26-26 mars 2025 Brest (France)

Les contributions 2025 > Par auteurs et autrices > Blassel Maude

À hauteur d'enfants. Construire sa posture et ses outils dans une enquête auprès d'élèves de cycle 3
Maude Blassel  1@  
1 : Centre de Recherche sur l'Education, les apprentissages et la didactique  (CREAD EA 3875)
Université de Bretagne Occidentale (UBO), Université de Bretagne Occidentale [UBO]

Cette communication s'inscrit dans le cadre de ma thèse de sociologie de l'éducation portant sur les relations enfantines dans des contextes de mixité sociale et ethnoculturelle. Elle sera axée spécifiquement sur une réactualisation et un enrichissement des réflexions méthodologiques portant sur la recherche auprès d'enfants et de jeunes, dans la continuité notamment du manuel de référence Enquêter auprès d'enfants et de jeunes (Danic et al., 2006), et relatera mon expérience de terrain. Nous analyserons donc les implications de la posture de l'enquêtrice, puis nous apporterons une contribution sur l'adaptation des outils de collecte de données.

 

Contexte :

Cette recherche s'appuie une méthodologie mixte visant à reconstituer les réseaux amicaux des élèves suivi·es ainsi qu'à recueillir leurs perceptions de la mixité sociale et ethnoculturelle. Des observations sont régulièrement conduites à l'école, sur le temps scolaire et le temps péri-scolaires, qui soulèvent des questions quant à la posture à adopter sur le terrain. Par ailleurs, je réalise des entretiens semi-directifs avec des enfants âgé·es d'environ 10 ans, et les élèves ont rempli et vont remplir à plusieurs reprises des questionnaires écrits. Ces différentes modalités de collecte de données interrogent sur les adaptations à construire pour parvenir à recueillir des données exploitables du point de vue de la recherche.

 

Ces réflexions méthodologiques s'ancrent dans un ensemble de travaux portant attention à la relation d'enquête et aux rapports sociaux variés qui s'incarnent lors de la situation d'entretien, à l'instar du genre, de la classe sociale, ou encore du niveau de diplôme. L'âge, et a fortiori lorsque les deux interactant·es appartiennent à deux catégories distinctes que sont « l'enfance » et « l'âge adulte », est ainsi considéré comme une différence de statut social susceptible d'orienter le recueil des données et l'expérience de l'enquête de terrain (Auger et al., 2017)

 

La posture de l'enquêteur·ice 

L'accès aux données, lors d'une enquête auprès d'enfants, est d'abord marqué par la présence de « gate-keepers » que sont les adultes responsables des enfants et qui contrôlent le contact de l'enquêteur·trice avec les enfants par les autorisations légales et morales et la possibilité matérielle d'échanger avec les enfants (Mallon, 2017). L'entrée sur le terrain implique d'obtenir des accords à différentes échelles, et qui peuvent toujours être remis en question.

_DONNÉES FOURNIES_
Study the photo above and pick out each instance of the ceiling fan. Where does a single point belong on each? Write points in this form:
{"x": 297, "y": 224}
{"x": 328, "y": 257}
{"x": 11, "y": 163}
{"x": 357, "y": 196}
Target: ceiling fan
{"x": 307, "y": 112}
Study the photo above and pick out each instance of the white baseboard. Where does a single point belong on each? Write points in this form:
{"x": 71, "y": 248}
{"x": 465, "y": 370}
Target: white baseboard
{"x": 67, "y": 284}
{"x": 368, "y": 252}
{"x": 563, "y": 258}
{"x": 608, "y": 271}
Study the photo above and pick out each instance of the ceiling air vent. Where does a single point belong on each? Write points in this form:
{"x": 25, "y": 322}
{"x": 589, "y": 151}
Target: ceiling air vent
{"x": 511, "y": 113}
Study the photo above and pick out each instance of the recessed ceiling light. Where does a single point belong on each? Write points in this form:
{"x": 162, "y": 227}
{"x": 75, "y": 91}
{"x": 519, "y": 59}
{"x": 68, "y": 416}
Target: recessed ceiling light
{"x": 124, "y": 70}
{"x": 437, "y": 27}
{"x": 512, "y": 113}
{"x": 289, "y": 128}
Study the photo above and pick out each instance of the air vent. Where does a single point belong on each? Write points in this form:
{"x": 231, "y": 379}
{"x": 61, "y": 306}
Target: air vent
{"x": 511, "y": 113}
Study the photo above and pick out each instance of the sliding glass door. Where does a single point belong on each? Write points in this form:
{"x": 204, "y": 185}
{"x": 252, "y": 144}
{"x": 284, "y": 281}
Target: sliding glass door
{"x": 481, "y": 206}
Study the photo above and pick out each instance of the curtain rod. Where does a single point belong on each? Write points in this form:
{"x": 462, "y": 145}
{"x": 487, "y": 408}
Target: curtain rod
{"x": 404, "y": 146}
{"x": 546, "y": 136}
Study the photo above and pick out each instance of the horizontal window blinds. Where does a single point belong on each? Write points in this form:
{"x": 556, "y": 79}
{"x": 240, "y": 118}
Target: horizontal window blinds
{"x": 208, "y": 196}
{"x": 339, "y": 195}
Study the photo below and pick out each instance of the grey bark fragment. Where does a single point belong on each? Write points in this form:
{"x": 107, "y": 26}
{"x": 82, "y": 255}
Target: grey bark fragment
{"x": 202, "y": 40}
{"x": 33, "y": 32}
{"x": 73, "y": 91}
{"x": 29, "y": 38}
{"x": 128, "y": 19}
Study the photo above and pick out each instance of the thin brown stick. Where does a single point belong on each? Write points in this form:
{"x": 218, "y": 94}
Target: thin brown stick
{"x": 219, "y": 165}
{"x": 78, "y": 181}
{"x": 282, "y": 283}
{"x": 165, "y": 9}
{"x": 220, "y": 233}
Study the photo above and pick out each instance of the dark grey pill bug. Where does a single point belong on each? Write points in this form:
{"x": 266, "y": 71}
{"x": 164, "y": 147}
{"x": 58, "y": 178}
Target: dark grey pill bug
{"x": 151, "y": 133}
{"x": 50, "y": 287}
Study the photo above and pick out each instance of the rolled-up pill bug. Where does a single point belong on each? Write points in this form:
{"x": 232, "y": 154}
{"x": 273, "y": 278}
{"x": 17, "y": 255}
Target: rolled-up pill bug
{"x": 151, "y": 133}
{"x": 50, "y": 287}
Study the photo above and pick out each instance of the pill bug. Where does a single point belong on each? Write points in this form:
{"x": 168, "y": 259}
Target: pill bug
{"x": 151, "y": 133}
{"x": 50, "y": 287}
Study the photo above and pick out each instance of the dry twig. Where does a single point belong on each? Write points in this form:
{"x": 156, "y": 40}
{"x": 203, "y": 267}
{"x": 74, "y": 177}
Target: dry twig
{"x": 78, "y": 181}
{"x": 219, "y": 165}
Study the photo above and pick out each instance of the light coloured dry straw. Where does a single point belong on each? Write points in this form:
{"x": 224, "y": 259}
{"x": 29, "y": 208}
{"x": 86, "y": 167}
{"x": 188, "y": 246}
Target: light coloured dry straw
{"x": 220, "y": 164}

_CONSIGNES DE TRAVAIL_
• 1. Recopiez le passage du document source qui commence par « Université de Bretagne Occidentale (UBO), Université » et se poursuit jusqu'à « collecte de données. ».
• 2. Traduisez en anglais, s'il vous plaît, cette phrase du document source : « L'entrée sur le terrain implique d'obtenir des accords à différentes échelles, et qui peuvent toujours être remis en question. »

_RÉPONSES COMPLÈTES_
• 1.
Université de Bretagne Occidentale (UBO), Université de Bretagne Occidentale [UBO]

Cette communication s'inscrit dans le cadre de ma thèse de sociologie de l'éducation portant sur les relations enfantines dans des contextes de mixité sociale et ethnoculturelle. Elle sera axée spécifiquement sur une réactualisation et un enrichissement des réflexions méthodologiques portant sur la recherche auprès d'enfants et de jeunes, dans la continuité notamment du manuel de référence Enquêter auprès d'enfants et de jeunes (Danic et al., 2006), et relatera mon expérience de terrain. Nous analyserons donc les implications de la posture de l'enquêtrice, puis nous apporterons une contribution sur l'adaptation des outils de collecte de données.

• 2. Entering the field requires obtaining agreements at different levels, which can always be called into question.